What is needed →
Look for "For every instance of the evergreen" in the listing below, then copy exactly the line it appears in and all lines after it to the end, and nothing more.

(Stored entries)
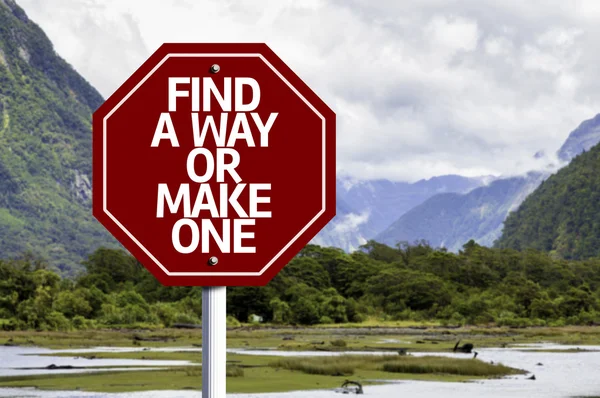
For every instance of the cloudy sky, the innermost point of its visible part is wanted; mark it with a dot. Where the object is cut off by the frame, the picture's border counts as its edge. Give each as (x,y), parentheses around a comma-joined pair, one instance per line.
(420,88)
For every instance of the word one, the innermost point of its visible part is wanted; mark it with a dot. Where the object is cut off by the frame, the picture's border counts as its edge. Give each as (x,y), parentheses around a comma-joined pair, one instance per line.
(195,200)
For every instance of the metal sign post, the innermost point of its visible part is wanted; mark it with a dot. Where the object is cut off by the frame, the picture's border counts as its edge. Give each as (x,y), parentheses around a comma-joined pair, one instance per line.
(214,341)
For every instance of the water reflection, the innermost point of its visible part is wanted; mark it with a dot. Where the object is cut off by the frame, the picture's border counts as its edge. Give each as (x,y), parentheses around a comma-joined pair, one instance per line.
(558,375)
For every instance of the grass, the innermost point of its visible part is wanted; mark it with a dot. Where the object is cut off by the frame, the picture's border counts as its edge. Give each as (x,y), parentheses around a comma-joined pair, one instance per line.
(245,374)
(444,365)
(253,374)
(348,365)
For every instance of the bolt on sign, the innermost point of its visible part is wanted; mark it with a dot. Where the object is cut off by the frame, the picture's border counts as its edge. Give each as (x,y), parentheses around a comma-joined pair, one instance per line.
(214,164)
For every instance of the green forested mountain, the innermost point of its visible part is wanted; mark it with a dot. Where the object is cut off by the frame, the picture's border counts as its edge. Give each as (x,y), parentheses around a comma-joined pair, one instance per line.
(45,148)
(563,215)
(321,285)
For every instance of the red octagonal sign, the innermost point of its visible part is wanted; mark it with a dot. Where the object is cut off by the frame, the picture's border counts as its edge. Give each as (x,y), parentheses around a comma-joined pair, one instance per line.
(214,164)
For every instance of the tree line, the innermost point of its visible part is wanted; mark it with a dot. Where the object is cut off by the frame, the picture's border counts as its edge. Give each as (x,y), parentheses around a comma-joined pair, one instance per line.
(321,285)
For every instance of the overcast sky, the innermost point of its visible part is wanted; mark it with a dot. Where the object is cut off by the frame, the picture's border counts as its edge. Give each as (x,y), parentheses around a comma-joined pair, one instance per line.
(420,88)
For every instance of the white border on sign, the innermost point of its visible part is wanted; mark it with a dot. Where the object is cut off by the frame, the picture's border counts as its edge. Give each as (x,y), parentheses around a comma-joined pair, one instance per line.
(104,149)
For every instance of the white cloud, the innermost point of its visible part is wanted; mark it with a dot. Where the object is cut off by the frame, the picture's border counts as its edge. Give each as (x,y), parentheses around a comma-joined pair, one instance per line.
(421,88)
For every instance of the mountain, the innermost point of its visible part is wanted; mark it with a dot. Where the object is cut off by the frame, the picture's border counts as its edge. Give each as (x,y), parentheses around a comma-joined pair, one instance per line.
(562,216)
(365,208)
(450,220)
(581,139)
(45,149)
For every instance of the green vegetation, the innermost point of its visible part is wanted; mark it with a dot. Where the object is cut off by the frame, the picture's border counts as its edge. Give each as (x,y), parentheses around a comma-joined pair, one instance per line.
(402,286)
(45,149)
(444,365)
(561,216)
(348,365)
(249,373)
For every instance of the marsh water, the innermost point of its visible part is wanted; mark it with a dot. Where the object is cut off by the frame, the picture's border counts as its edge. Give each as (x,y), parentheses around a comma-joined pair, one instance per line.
(574,372)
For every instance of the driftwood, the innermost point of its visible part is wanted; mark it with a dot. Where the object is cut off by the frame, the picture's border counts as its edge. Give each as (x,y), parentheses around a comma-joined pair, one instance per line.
(161,339)
(350,386)
(466,348)
(186,326)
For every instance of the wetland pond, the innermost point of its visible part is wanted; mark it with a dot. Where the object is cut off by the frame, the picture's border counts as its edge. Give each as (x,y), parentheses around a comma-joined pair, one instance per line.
(561,371)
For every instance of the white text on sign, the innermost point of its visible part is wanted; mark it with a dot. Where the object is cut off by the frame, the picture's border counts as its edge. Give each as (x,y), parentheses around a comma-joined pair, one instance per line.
(195,201)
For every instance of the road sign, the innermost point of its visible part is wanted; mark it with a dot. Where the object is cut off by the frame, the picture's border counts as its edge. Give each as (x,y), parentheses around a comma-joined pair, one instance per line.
(214,164)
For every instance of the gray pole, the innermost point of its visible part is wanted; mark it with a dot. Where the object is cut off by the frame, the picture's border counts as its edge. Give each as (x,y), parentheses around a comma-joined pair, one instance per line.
(214,341)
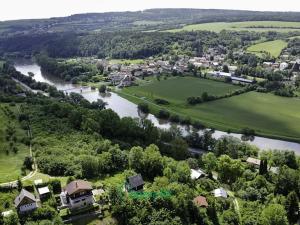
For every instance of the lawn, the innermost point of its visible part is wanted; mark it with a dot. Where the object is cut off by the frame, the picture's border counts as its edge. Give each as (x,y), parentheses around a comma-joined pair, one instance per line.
(46,178)
(273,47)
(177,89)
(257,26)
(269,115)
(11,163)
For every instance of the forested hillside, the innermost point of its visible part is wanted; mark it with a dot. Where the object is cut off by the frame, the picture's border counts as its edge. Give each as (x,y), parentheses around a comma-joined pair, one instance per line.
(152,19)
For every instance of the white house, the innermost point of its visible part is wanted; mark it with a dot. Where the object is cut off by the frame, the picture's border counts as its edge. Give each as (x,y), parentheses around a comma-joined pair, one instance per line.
(44,192)
(219,74)
(25,202)
(77,195)
(283,66)
(196,174)
(220,192)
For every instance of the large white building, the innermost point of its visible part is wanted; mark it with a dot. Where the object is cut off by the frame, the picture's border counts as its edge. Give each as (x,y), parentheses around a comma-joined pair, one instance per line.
(25,202)
(77,195)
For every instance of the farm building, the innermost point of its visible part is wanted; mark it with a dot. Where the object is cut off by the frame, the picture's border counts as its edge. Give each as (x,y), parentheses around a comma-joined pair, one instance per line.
(25,202)
(253,161)
(196,174)
(44,192)
(77,195)
(134,183)
(200,201)
(220,192)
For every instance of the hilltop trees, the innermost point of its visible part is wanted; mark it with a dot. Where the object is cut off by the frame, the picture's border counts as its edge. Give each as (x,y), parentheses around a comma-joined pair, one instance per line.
(273,214)
(292,207)
(229,169)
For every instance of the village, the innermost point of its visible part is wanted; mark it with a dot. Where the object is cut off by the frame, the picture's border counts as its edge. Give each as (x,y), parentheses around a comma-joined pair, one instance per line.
(212,63)
(82,199)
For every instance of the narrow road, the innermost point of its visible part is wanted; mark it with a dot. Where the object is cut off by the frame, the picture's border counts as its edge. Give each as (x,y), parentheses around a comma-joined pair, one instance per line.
(236,204)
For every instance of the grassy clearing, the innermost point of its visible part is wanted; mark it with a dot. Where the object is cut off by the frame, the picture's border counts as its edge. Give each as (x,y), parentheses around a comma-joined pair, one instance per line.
(269,115)
(11,163)
(177,89)
(274,48)
(257,26)
(147,23)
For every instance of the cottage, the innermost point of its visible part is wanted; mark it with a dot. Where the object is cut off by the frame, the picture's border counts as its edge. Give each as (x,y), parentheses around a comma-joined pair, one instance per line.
(135,183)
(241,80)
(253,161)
(44,193)
(283,66)
(25,202)
(77,195)
(196,174)
(200,201)
(220,192)
(219,74)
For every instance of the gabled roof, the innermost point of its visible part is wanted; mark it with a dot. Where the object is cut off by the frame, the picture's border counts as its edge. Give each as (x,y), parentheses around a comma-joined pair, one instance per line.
(24,195)
(78,185)
(253,161)
(43,190)
(220,192)
(195,174)
(135,181)
(200,201)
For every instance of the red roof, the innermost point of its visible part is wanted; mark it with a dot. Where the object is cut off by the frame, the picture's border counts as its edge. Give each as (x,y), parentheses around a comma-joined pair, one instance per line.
(200,201)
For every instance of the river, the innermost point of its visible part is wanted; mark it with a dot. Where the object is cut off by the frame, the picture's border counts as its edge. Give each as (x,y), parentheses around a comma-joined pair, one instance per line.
(125,108)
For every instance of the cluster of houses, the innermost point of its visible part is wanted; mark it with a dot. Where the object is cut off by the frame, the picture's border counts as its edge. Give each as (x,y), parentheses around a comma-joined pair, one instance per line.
(283,65)
(79,194)
(122,75)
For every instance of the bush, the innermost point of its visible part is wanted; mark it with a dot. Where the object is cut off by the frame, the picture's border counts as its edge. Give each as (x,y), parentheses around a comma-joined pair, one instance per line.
(102,89)
(175,118)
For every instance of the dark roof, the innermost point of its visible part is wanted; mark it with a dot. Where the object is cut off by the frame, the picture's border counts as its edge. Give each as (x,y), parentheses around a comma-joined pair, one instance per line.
(24,194)
(135,181)
(78,185)
(200,201)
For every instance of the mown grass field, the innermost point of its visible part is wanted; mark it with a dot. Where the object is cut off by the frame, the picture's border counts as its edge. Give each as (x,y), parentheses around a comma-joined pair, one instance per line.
(269,115)
(177,89)
(10,164)
(274,48)
(257,26)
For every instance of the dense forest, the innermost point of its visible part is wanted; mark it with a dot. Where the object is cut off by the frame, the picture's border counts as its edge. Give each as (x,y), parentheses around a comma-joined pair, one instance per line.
(128,45)
(152,19)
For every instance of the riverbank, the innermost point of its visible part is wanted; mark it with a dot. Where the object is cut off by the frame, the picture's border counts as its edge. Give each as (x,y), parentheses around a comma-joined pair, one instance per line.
(125,106)
(238,112)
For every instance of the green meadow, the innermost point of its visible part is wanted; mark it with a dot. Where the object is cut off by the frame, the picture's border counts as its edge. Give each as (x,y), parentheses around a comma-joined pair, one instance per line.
(274,48)
(257,26)
(11,163)
(269,115)
(177,89)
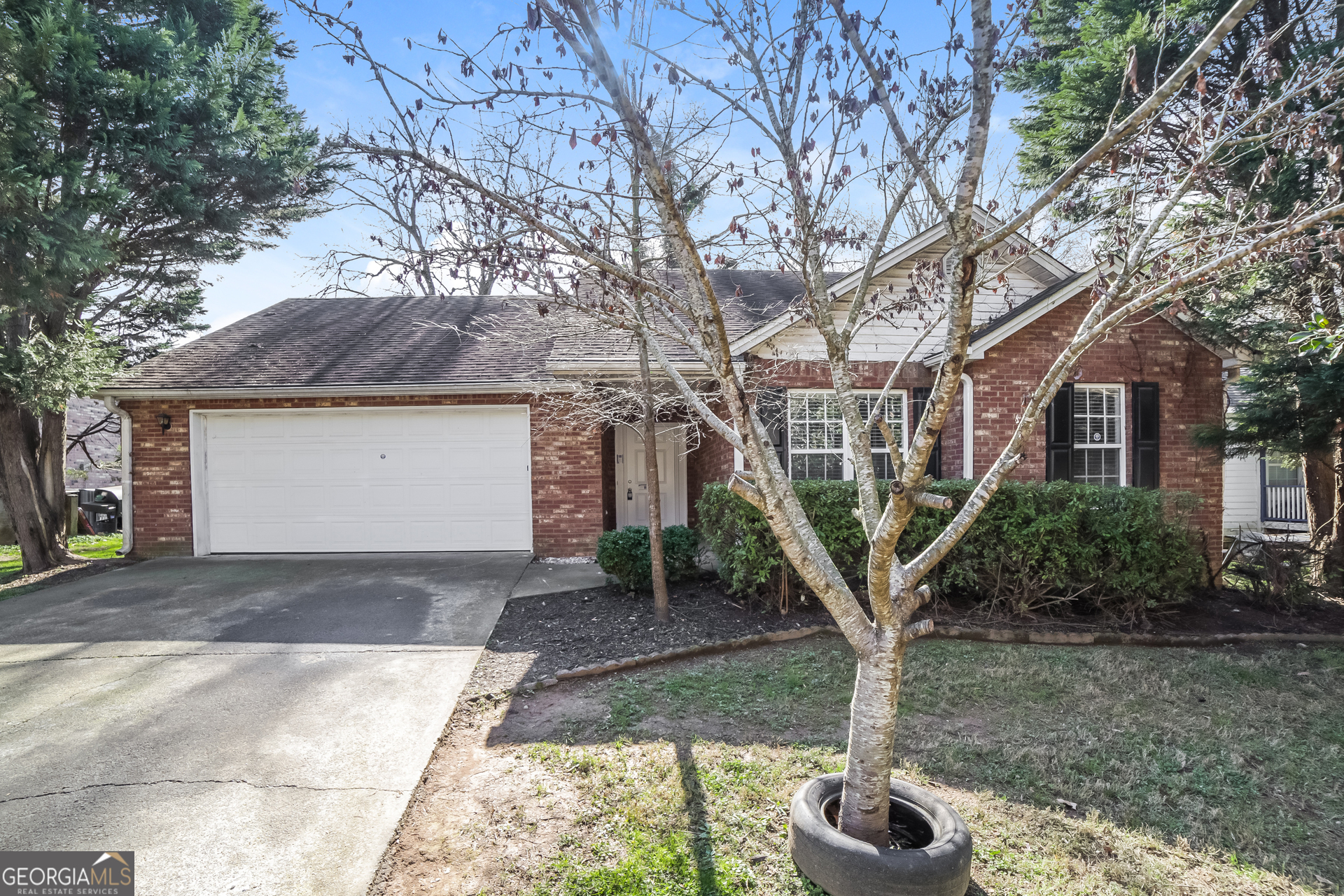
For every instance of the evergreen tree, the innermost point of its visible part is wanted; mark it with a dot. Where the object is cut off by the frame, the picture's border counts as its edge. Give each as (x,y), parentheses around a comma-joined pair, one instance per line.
(139,141)
(1097,62)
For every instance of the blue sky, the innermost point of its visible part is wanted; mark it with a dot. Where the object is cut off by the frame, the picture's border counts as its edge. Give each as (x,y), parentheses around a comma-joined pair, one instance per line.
(332,93)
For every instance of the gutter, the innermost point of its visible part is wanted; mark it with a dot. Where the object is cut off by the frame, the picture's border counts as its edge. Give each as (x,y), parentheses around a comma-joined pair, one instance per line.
(128,520)
(331,391)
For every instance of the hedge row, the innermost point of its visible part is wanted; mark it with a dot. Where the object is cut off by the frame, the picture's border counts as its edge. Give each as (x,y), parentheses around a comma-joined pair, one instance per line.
(1035,545)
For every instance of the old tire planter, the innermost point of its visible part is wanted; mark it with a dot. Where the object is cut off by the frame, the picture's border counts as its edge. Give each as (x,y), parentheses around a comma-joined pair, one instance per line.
(846,867)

Solution for this task →
For every instance of the evergreen tree, the innermost point of its visible part is wanted; mark it with a dot. Where the object is cut off by the frame, the picture's border counts as its edge. Give each as (x,y), parentheses around a comma-joined pair, one instance per line.
(139,141)
(1097,62)
For every instance of the blue sky, the innermost point of its visible part is wanted; mark it with a dot. Where the object is cut off by the frame, the picture's border counts as its edge. Give each as (x,y), parentheses around a comma-joined pair, one instance per line.
(332,93)
For every instance of the gutter, the innermost point of its visible part is wanted; mark it with a dot. Where the object is cut off by the frame, the picture's border counts as its edge. Give each as (x,y), parentheses around a comma-joined pair, one instance per line.
(128,520)
(331,391)
For every instance of the hedge row, the innermost point of its visible part is wanted; mark it with a dot. Where the object is cut off by the frame, the picture's border counts as its edge. Give each as (x,y), parentheses around a comma-joined pair, one instance per line.
(1035,545)
For every instance of the old tire planter, the innermost point of its visible part is wanted; mark it with a dot. Where the object is cut off by the frame, the picture's border counts as its edge. Give each as (x,y), parentheses around a comma-joined pair, one instance per line.
(846,867)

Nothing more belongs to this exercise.